## WHAT IS BEING ASKED:
Render every line of the data below as a Markdown table with the columns "Row" and "Text", giving each line's row number and its text, and omit any blank lines.

(Annotation dataset entries)

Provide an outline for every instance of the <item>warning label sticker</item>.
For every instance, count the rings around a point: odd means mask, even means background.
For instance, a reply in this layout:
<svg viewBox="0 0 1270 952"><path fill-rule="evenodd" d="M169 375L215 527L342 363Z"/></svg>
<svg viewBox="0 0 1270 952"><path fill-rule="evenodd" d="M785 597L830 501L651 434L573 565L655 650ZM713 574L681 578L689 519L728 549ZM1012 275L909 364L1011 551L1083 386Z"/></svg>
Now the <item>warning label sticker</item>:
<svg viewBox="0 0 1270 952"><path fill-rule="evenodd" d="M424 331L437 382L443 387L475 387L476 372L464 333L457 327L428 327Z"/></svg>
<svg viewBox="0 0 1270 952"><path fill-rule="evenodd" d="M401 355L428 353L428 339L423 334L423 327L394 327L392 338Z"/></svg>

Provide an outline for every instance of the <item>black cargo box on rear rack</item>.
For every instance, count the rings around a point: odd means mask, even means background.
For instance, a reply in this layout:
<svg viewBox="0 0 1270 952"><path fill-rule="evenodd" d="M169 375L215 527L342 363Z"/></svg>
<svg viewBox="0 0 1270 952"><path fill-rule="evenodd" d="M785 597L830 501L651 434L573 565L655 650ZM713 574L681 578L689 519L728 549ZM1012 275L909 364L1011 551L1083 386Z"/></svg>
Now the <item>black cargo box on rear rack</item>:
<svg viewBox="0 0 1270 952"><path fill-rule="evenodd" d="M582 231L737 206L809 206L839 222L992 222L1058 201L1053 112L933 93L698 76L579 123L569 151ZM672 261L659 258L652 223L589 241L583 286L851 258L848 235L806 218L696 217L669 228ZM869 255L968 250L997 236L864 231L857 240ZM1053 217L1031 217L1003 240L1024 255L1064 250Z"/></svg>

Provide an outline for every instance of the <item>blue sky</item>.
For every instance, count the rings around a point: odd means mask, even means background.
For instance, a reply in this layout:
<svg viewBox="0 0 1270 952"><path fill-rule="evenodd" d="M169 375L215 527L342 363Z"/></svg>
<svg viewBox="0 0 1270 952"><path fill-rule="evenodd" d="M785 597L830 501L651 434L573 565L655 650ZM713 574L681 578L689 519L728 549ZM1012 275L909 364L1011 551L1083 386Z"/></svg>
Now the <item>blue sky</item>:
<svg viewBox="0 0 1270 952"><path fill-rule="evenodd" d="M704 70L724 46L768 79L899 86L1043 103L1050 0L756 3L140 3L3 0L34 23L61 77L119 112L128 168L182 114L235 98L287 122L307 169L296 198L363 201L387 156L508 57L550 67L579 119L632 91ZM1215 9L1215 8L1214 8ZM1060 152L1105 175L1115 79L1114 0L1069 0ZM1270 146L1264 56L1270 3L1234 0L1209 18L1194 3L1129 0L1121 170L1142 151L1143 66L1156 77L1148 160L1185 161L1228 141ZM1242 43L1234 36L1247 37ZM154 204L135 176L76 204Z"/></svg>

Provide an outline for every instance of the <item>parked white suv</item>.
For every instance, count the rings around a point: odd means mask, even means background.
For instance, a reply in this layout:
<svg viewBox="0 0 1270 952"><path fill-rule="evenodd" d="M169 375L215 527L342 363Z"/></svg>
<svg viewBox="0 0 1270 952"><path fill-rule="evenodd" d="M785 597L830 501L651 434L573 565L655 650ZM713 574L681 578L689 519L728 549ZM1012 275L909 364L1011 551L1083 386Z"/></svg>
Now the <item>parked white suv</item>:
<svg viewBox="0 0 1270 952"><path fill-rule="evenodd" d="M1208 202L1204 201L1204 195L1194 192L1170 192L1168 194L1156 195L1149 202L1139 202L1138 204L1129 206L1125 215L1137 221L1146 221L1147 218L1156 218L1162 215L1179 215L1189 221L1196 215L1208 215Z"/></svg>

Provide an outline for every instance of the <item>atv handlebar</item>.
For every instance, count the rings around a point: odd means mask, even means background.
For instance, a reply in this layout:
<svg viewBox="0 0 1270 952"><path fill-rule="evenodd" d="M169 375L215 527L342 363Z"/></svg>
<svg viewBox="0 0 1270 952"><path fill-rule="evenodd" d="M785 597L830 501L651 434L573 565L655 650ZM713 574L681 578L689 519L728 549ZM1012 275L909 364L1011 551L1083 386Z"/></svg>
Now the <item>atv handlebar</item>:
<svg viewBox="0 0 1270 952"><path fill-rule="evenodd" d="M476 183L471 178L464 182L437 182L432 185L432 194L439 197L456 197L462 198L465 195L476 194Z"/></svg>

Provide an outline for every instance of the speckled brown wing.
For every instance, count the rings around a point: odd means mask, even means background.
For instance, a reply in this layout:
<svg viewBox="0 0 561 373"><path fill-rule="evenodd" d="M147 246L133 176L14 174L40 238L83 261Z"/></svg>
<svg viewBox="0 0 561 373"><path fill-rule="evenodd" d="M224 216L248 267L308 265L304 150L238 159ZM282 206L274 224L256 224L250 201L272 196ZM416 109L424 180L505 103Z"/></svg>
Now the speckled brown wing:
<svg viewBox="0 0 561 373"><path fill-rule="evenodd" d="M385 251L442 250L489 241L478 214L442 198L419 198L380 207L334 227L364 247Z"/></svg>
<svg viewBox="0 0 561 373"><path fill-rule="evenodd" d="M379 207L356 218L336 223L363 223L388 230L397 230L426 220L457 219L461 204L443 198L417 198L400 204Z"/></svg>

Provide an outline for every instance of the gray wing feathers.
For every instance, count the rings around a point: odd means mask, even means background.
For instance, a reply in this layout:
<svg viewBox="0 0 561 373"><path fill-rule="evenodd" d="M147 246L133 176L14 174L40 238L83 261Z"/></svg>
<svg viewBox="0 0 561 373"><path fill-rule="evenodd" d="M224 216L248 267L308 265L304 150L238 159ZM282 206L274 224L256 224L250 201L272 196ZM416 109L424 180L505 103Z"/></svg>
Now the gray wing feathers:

## EXPECTED ANSWER:
| Row | Text |
|---|---|
| 1 | Provide an outline for every instance of the <item>warning label sticker</item>. |
| 2 | For every instance, count the rings around a point: odd means mask, even means background. |
| 3 | For instance, a reply in this layout: |
| 4 | <svg viewBox="0 0 1270 952"><path fill-rule="evenodd" d="M169 375L215 527L342 363Z"/></svg> |
| 5 | <svg viewBox="0 0 1270 952"><path fill-rule="evenodd" d="M785 597L830 501L651 434L573 565L655 650ZM713 574L681 578L689 519L728 549ZM1012 275L909 364L1011 551L1083 386Z"/></svg> |
| 6 | Now the <item>warning label sticker</item>: |
| 7 | <svg viewBox="0 0 1270 952"><path fill-rule="evenodd" d="M424 331L437 382L443 387L475 387L476 372L464 333L457 327L428 327Z"/></svg> |
| 8 | <svg viewBox="0 0 1270 952"><path fill-rule="evenodd" d="M401 355L428 353L428 339L423 334L423 327L394 327L392 338Z"/></svg> |
| 9 | Provide an outline for every instance of the <item>black cargo box on rear rack</item>. |
| 10 | For every instance, count the rings around a point: odd means mask, even means background. |
| 11 | For instance, a reply in this layout: |
| 12 | <svg viewBox="0 0 1270 952"><path fill-rule="evenodd" d="M169 375L215 527L342 363Z"/></svg> |
| 13 | <svg viewBox="0 0 1270 952"><path fill-rule="evenodd" d="M785 597L830 501L651 434L573 565L655 650ZM713 574L681 578L689 519L728 549ZM1012 275L909 364L1011 551L1083 386Z"/></svg> |
| 14 | Now the <item>black cargo box on rear rack</item>: |
| 15 | <svg viewBox="0 0 1270 952"><path fill-rule="evenodd" d="M582 231L737 206L809 206L839 222L992 222L1058 201L1053 112L933 93L698 76L579 123L569 151ZM672 261L659 258L652 223L589 241L583 286L851 258L848 235L806 218L696 217L669 228ZM869 255L968 250L997 236L864 231L857 240ZM1053 217L1031 217L1003 240L1024 255L1064 250Z"/></svg> |
| 16 | Provide an outline for every instance of the <item>blue sky</item>. |
| 17 | For every instance, count the rings around a point: odd means mask, even means background. |
| 18 | For instance, a reply in this layout: |
| 19 | <svg viewBox="0 0 1270 952"><path fill-rule="evenodd" d="M169 375L215 527L342 363Z"/></svg> |
| 20 | <svg viewBox="0 0 1270 952"><path fill-rule="evenodd" d="M785 597L830 501L651 434L573 565L655 650ZM713 574L681 578L689 519L728 549ZM1012 275L909 364L1011 551L1083 386Z"/></svg> |
| 21 | Now the <item>blue sky</item>: |
| 22 | <svg viewBox="0 0 1270 952"><path fill-rule="evenodd" d="M704 70L724 46L768 79L899 86L1043 103L1050 0L756 3L140 3L3 0L34 23L61 77L119 112L128 168L182 114L235 98L287 122L307 169L296 198L363 201L387 156L508 57L550 67L579 119L632 91ZM1215 9L1215 8L1214 8ZM1060 152L1105 175L1115 79L1114 0L1069 0ZM1270 146L1264 56L1270 3L1234 0L1209 18L1194 3L1129 0L1121 170L1142 151L1143 66L1156 77L1148 160L1185 161L1228 141ZM1242 43L1234 36L1247 37ZM154 204L135 176L76 204Z"/></svg> |
| 23 | Provide an outline for every instance of the <item>parked white suv</item>. |
| 24 | For every instance, count the rings around a point: odd means mask, even means background. |
| 25 | For instance, a reply in this layout: |
| 26 | <svg viewBox="0 0 1270 952"><path fill-rule="evenodd" d="M169 375L215 527L342 363Z"/></svg> |
| 27 | <svg viewBox="0 0 1270 952"><path fill-rule="evenodd" d="M785 597L830 501L651 434L573 565L655 650ZM713 574L681 578L689 519L728 549ZM1012 275L909 364L1011 551L1083 386Z"/></svg> |
| 28 | Now the <item>parked white suv</item>: |
| 29 | <svg viewBox="0 0 1270 952"><path fill-rule="evenodd" d="M1208 202L1204 201L1204 195L1194 192L1170 192L1168 194L1156 195L1149 202L1139 202L1138 204L1129 206L1125 215L1137 221L1146 221L1147 218L1156 218L1162 215L1179 215L1189 221L1196 215L1208 215Z"/></svg> |
| 30 | Provide an outline for every instance of the <item>atv handlebar</item>. |
| 31 | For every instance, count the rings around a point: odd means mask, even means background. |
| 32 | For instance, a reply in this layout: |
| 33 | <svg viewBox="0 0 1270 952"><path fill-rule="evenodd" d="M169 375L215 527L342 363Z"/></svg> |
| 34 | <svg viewBox="0 0 1270 952"><path fill-rule="evenodd" d="M785 597L830 501L651 434L573 565L655 650ZM713 574L681 578L689 519L728 549ZM1012 275L909 364L1011 551L1083 386Z"/></svg> |
| 35 | Now the <item>atv handlebar</item>: |
| 36 | <svg viewBox="0 0 1270 952"><path fill-rule="evenodd" d="M476 183L471 178L464 182L437 182L432 185L432 194L439 197L456 197L462 198L465 195L476 194Z"/></svg> |
| 37 | Provide an outline for every instance of the speckled brown wing. |
| 38 | For every instance, count the rings around a point: odd means mask, even means background. |
| 39 | For instance, a reply in this layout: |
| 40 | <svg viewBox="0 0 561 373"><path fill-rule="evenodd" d="M147 246L133 176L14 174L40 238L83 261Z"/></svg> |
| 41 | <svg viewBox="0 0 561 373"><path fill-rule="evenodd" d="M224 216L248 267L308 265L304 150L238 159ZM282 206L274 224L256 224L250 201L272 196ZM416 109L424 180L505 103Z"/></svg> |
| 42 | Now the speckled brown wing: |
| 43 | <svg viewBox="0 0 561 373"><path fill-rule="evenodd" d="M385 251L442 250L489 241L478 214L442 198L419 198L380 207L334 227L364 247Z"/></svg> |
| 44 | <svg viewBox="0 0 561 373"><path fill-rule="evenodd" d="M379 207L356 218L336 223L363 223L388 230L397 230L426 220L457 219L461 204L443 198L417 198L400 204Z"/></svg> |
| 45 | Provide an outline for every instance of the gray wing feathers. |
| 46 | For every instance, count the rings around a point: odd means mask, even means background. |
| 47 | For instance, a reply in this layout: |
| 48 | <svg viewBox="0 0 561 373"><path fill-rule="evenodd" d="M147 246L133 176L14 174L40 238L83 261Z"/></svg> |
| 49 | <svg viewBox="0 0 561 373"><path fill-rule="evenodd" d="M224 216L248 267L308 265L304 150L238 159ZM282 206L274 224L256 224L250 201L272 196ZM416 109L424 180L505 103Z"/></svg> |
| 50 | Now the gray wing feathers: |